§ TEXT:
--------------------
# LH011 🔶 PySpark Drills 5: Reshaping Data

>  **Note**: this tutorial is provided for educational purposes, for members of the [Fabric Dojo community](https://skool.com). All content contained within is protected by Copyright © law. Do not copy or re-distribute. 

Welcome to the 5th of five drill-style tutorials. The goal of this mini-series is to expose you to a wide variety of commonly used PySpark functions. 

In this 5th tutorial in the mini-series, we will look at reshaping data: denormalizing, joining, merging, and more! 

You'll be given an empty code cell to write the code for each drill. Try to complete each drill without the use of the walkthrough video, but it's there if you need it! 

#### Prerequisites
1. You should already have a Lakehouse in your Fabric Workspace (from the previous exercise) - LH007_PropertyLH 
2. Load this notebook into your Fabric Workspace. Connect this notebook to the LH007_PropertyLH Lakehouse. 
3. Download the LH011_Datasets.zip file from the Skool tutorial page, unzip the folder, and upload all three files into the Lakehouse Files area: 
- `property_sales_new_system.csv` 
- `city_details.csv`
- `agent_details.csv` 


#### Data loading from CSV

**Run the script below to load the `property_sales_new_system.csv` file from `Files/` into a Spark dataframe.** 

Review the new structure of the property sales dataset. Your client changed the property sales source system, so now you are receiving the data in a different format. 



In [None]:
df = (
    spark.read.format("csv")
        .option("header","true")
        .option("inferSchema", True)
        .load("Files/property_sales_new_system.csv")
)

display(df)

#### Drill 5.1: Unpivoting data
So hopefully, after seeing the data, you recognised the need for a bit of unpivoting - or turning a Wide dataset into a narrower dataset. 

As we have seen in other modules already, having our SalePriceUSD spread across three columns is not ideal. We need to get our SalePriceUSD columns into one column, and for that we can use Spark's UNPIVOT functionality. 

- PySpark: [df.unpivot()](https://spark.apache.org/docs/latest/api/python/reference/pyspark.sql/api/pyspark.sql.DataFrame.unpivot.html#pyspark.sql.DataFrame.unpivot)
- Spark SQL: [UNPIVOT()](https://spark.apache.org/docs/latest/sql-ref-syntax-qry-select-unpivot.html)

Note: when I was testing both of these in Fabric, only the Spark SQL method worked for me, so I recommend using the Spark SQL. Plus it gives a good opportunity to look at the hand-off between PySpark and Spark SQL again. 

Using Spark SQL [UNPIVOT()](https://spark.apache.org/docs/latest/sql-ref-syntax-qry-select-unpivot.html), **unpivot the three columns House_SalePriceUSD, Apartment_SalePriceUSD, DetachedHouse_SalePriceUSD into a single column called SalePriceUSD. Assign the resultant dataframe to a variable called sales_unpivoted.** 

- _Note 1: all other columns should remain the same._ 
- _Note 2: you will have to create a temporary view from your original `df` to be able to access it using Spark SQL._


In [None]:
# create a temporary view from your df
df.createOrReplaceTempView("new_property_sales")

# using Spark SQL UNPIVOT() , create a single SalePriceUSD column. Assign the output to sales_unpivoted
sales_unpivoted = spark.sql(
    '''
    SELECT * FROM new_property_sales
        UNPIVOT (
            SalePriceUSD FOR Type IN (House_SalePriceUSD, Apartment_SalePriceUSD, DetachedHouse_SalePriceUSD)
--------------------
§ GIVEN INFORMATION:
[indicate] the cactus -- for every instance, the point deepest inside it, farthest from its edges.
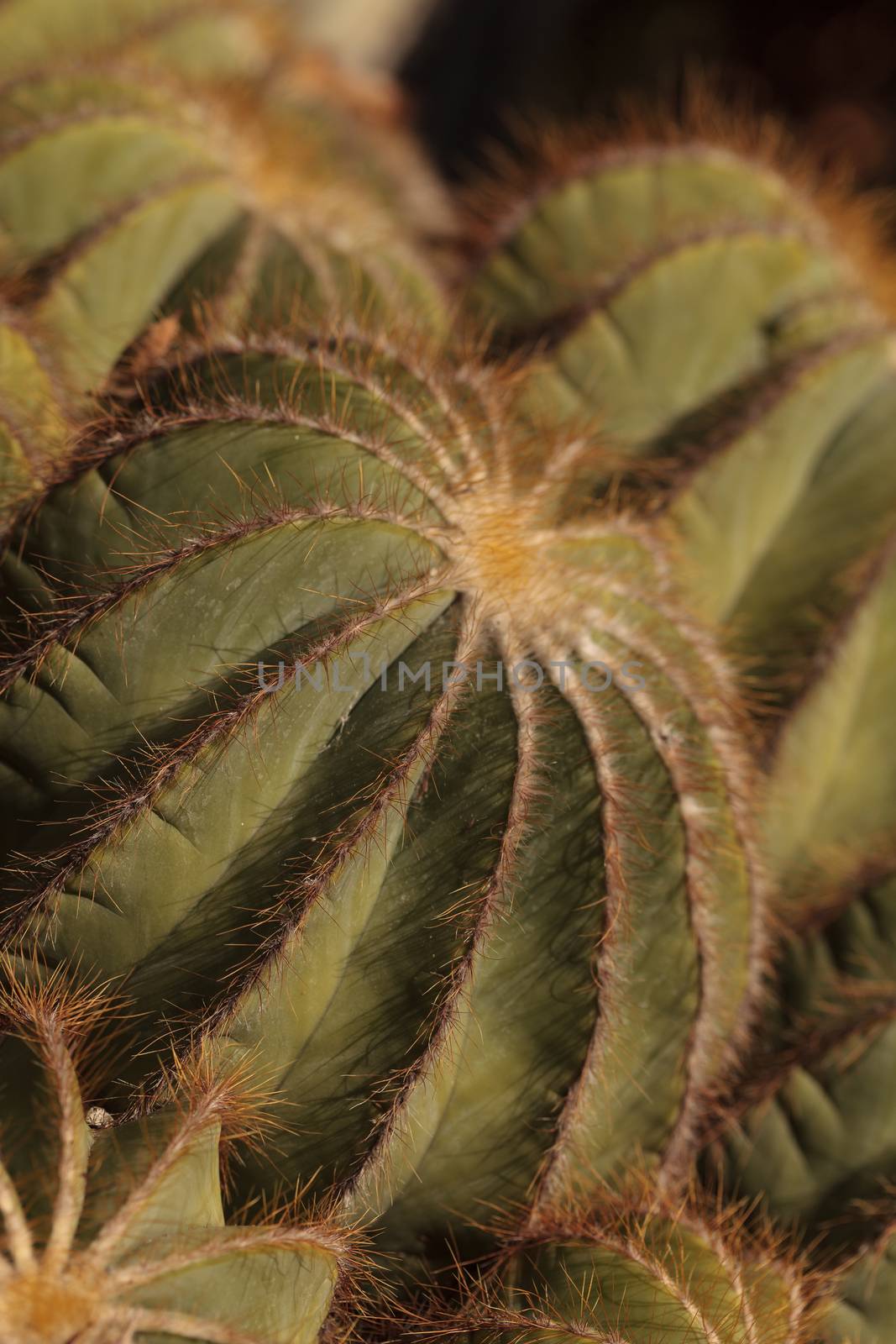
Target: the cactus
--------------------
§ PROBLEMS TO SOLVE:
(a) Answer these questions about the PySpark reshaping tutorial, one line each:
(i) Which Lakehouse should the notebook be connected to?
(ii) Which three columns does Drill 5.1 ask you to unpivot into a single SalePriceUSD column?
(iii) What must you create from the original `df` before you can query it with Spark SQL?
(b) Extend the PySpark reshaping tutorial by picking up right after its last line of code.

§ ANSWERS TO THE PROBLEMS:
(a)
(i) LH007_PropertyLH
(ii) House_SalePriceUSD, Apartment_SalePriceUSD and DetachedHouse_SalePriceUSD
(iii) A temporary view

(b)
        )
    '''
)

display(sales_unpivoted)

#### Drill 5.2: Joining with other datasets

You have been tasked to prepare a dataset for the data science team. They are looking to predict the SalePriceUSD for a property, given all the other information that might be known about a property. 

They have asked you to look into the source system and extract and then merge any new, relevant information into the `sales_unpivoted` dataset that you think might help to predict SalePrice USD. 



In [None]:
cities_df = (
    spark.read.format("csv")
        .option("header","true")
        .option("inferSchema", True)
        .load("Files/city_details.csv")
)

display(cities_df)

In [None]:
# load the agent details dataset into agents_df dataframe
agents_df = (
    spark.read.format("csv")
        .option("header","true")
        .option("inferSchema", True)
        .load("Files/agent_details.csv")
)

# display the agents_df dataframe 
display(agents_df)

In [None]:
full_sales_dataset = (
    sales_unpivoted
        .join(agents_df, sales_unpivoted.Agent == agents_df.AgentName, "left")
        .join(cities_df, "City", "left")
)


display(full_sales_dataset)

#### Drill 5.3: Final dataset cleanup 

After showing the dataset to you data scientist, they have requested a few small changes to the structure. They have asked you to: 
- remove the AgentID & AgentName columns 
- add a prefix of 'City' to the column that came from the city_details dataset - to make it clear what this data represents. 

Using whichever method you prefer, **make the required changes to your dataframe, and finally load the final dataframe into a Lakehouse Table (called `sales_ml_prep_data`), ready for consumption by the data science team:**

In [None]:
# drop the AgentId and AgentName columns
final_df = full_sales_dataset.drop('AgentID', 'AgentName')

# declare the renaming dictionary
renames = {'AvgSalePrice': 'CityAvgSalePrice', 'MedianIncome': 'CityMedianIncome', 'Population':'CityPopulation'}

# rename the columns 
final_df = final_df.withColumnsRenamed(renames)          

# write the final_df to the Lakehouse 
final_df.write.format('delta').mode('overwrite').saveAsTable('sales_ml_prep_data')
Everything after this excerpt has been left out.